>>

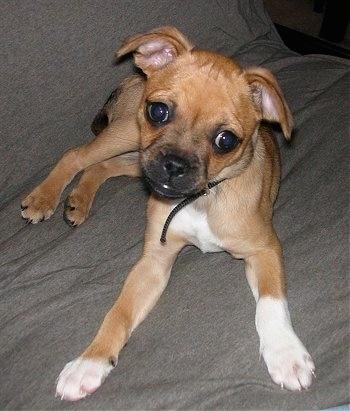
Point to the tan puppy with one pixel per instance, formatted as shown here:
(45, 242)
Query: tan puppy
(194, 125)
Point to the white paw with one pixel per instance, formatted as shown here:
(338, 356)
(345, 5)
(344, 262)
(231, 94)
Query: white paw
(287, 360)
(289, 364)
(81, 377)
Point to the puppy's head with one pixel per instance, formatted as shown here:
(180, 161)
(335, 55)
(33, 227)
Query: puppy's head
(200, 112)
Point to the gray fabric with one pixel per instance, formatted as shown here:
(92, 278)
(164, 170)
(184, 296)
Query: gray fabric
(198, 349)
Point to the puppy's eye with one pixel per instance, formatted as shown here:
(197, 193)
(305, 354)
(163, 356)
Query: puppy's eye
(225, 141)
(158, 113)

<<

▶ _EXERCISE OBJECTIVE_:
Please write out every line above again, requests included, multiplying each answer coordinate by 1.05 and rounding to the nearest whole number, with halves rounded up, while keeping the numbers in the requests and their format samples unchanged. Leave the pictures out of your answer.

▶ _RESULT BELOW_:
Point to the tan puppy with one pixel per instance, formatted as shown here:
(45, 242)
Query: tan puppy
(204, 131)
Point to the white paw with one pixel per instance, formatted as shown here:
(338, 356)
(345, 5)
(344, 262)
(231, 94)
Query: white paw
(301, 378)
(303, 382)
(85, 396)
Point to the puppy's head with one pixel per instance, formatted as shown here:
(180, 161)
(335, 55)
(33, 227)
Query: puppy's head
(210, 118)
Point to the gray fabric with one pixel per instance, formatted as shown here:
(92, 278)
(164, 170)
(184, 296)
Query: gray fabric
(208, 366)
Point to the puppy's eye with one pixel per instance, formatted as shown here:
(197, 193)
(305, 354)
(163, 356)
Query: puppy's eye
(236, 148)
(166, 119)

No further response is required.